» **WORK ITEM**: Please output exactly the part of the records below that opens with the line containing "One point per instance of the damaged" and closes with the line containing "pixel 293 432", both lines included, and nothing else.
**** EXTRACTED MATERIAL
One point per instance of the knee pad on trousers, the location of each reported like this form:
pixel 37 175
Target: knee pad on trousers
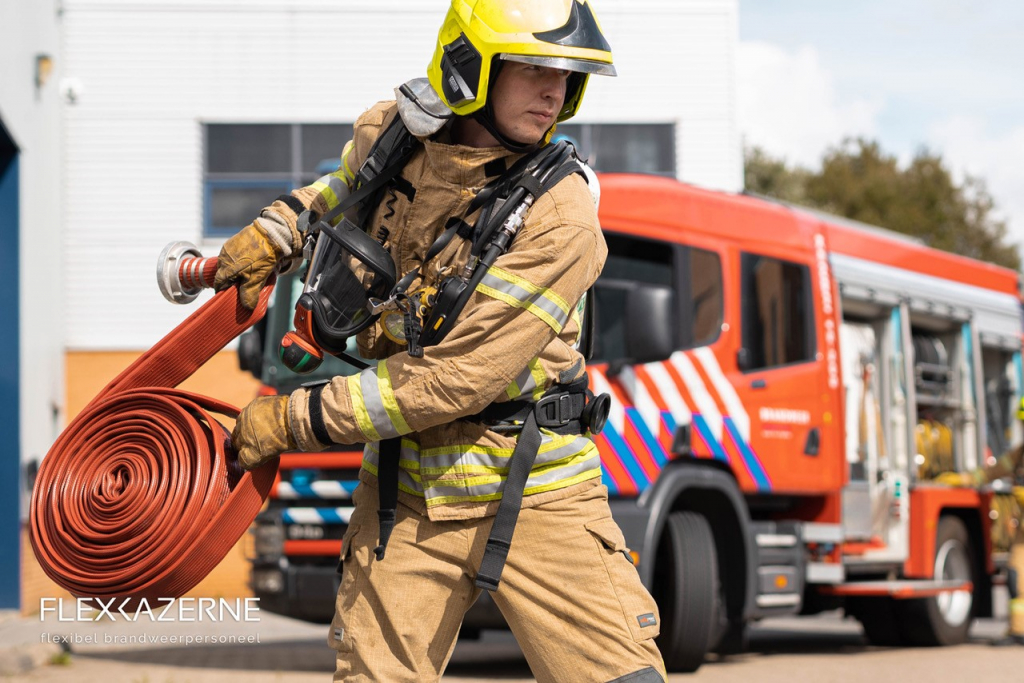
pixel 648 675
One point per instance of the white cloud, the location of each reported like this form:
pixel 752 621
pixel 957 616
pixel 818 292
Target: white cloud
pixel 787 103
pixel 968 146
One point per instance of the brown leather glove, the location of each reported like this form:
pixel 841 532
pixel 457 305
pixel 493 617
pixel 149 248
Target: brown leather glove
pixel 261 431
pixel 248 257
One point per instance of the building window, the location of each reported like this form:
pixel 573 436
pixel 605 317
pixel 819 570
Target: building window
pixel 693 274
pixel 777 318
pixel 626 147
pixel 247 166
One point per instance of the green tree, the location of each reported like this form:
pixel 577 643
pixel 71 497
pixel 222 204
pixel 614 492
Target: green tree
pixel 859 180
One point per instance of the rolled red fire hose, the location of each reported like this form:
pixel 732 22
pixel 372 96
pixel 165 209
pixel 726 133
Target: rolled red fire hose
pixel 140 497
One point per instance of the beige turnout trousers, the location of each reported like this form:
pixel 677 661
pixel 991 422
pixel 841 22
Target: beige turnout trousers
pixel 569 593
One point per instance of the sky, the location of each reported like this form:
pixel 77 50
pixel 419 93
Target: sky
pixel 946 75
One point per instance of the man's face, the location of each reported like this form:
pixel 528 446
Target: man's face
pixel 526 98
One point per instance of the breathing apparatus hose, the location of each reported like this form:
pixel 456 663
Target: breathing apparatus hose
pixel 141 496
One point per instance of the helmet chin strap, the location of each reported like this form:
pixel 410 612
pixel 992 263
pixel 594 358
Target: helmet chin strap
pixel 485 118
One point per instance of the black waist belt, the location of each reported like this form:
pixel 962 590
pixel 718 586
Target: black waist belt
pixel 560 410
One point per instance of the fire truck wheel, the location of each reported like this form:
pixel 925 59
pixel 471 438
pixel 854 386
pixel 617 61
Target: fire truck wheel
pixel 945 619
pixel 686 588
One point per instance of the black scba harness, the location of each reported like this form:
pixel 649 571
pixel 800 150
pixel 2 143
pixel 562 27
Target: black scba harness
pixel 564 409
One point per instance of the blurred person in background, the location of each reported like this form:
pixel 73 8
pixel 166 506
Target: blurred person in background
pixel 1009 466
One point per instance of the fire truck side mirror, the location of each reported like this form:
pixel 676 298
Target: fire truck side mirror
pixel 650 324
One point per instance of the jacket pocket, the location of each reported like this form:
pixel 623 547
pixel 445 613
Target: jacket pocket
pixel 340 637
pixel 639 608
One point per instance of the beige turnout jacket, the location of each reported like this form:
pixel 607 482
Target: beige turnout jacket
pixel 514 339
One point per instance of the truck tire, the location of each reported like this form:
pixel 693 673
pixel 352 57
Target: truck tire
pixel 945 619
pixel 686 589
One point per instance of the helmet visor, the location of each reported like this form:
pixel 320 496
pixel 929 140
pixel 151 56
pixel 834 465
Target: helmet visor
pixel 568 63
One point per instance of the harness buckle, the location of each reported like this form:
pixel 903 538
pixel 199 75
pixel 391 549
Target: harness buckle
pixel 554 411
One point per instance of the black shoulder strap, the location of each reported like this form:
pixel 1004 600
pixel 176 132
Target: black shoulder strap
pixel 387 157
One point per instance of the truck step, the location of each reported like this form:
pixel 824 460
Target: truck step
pixel 900 590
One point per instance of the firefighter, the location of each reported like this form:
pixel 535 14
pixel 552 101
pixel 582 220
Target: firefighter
pixel 503 75
pixel 1011 465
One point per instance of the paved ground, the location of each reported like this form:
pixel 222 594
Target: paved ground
pixel 822 648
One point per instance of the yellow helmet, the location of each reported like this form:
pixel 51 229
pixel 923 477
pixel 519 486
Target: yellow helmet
pixel 560 34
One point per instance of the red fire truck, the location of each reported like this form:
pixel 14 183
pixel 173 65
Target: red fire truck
pixel 785 385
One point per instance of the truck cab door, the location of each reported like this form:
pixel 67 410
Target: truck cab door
pixel 781 374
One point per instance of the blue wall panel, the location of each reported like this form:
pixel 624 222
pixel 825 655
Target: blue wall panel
pixel 10 468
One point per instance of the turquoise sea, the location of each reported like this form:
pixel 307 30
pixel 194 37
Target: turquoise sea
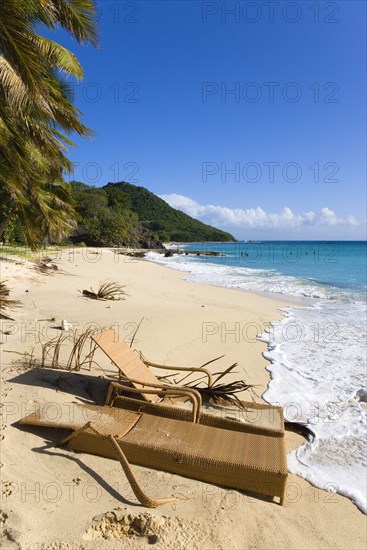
pixel 317 352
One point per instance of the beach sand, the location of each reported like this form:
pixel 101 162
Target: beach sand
pixel 57 499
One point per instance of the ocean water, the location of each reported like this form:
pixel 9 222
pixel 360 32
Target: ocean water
pixel 317 352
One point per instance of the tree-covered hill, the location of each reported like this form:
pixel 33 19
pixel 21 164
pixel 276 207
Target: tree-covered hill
pixel 163 221
pixel 121 214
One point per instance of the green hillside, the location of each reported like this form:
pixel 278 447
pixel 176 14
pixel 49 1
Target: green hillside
pixel 163 221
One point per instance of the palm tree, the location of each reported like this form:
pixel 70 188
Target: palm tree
pixel 36 111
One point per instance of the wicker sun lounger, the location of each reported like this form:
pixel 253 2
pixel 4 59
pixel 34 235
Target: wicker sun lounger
pixel 131 365
pixel 245 461
pixel 133 371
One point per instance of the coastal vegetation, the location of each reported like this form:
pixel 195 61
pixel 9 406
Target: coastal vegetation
pixel 122 214
pixel 37 115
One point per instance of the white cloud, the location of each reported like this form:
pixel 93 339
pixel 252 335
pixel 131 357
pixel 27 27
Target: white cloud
pixel 256 218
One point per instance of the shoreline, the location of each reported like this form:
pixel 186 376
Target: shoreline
pixel 183 325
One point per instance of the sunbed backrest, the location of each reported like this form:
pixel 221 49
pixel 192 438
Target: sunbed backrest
pixel 126 360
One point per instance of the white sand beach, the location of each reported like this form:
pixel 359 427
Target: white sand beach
pixel 53 498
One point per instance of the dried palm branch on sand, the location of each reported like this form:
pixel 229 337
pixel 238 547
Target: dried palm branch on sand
pixel 216 392
pixel 108 290
pixel 6 302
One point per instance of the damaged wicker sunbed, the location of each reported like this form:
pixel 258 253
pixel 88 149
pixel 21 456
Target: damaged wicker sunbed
pixel 252 462
pixel 148 394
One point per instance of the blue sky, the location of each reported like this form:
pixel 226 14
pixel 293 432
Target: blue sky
pixel 247 115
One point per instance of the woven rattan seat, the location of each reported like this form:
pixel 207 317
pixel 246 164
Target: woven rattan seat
********
» **ANSWER TO THIS EXERCISE**:
One point per instance of the damaged wicker sunbed, the location of each reported like this form:
pixel 258 253
pixel 88 149
pixel 21 456
Target: damaged wicker sunbed
pixel 252 462
pixel 148 394
One point per instance of the blue sky, the location of each reported like this form:
pixel 226 14
pixel 293 432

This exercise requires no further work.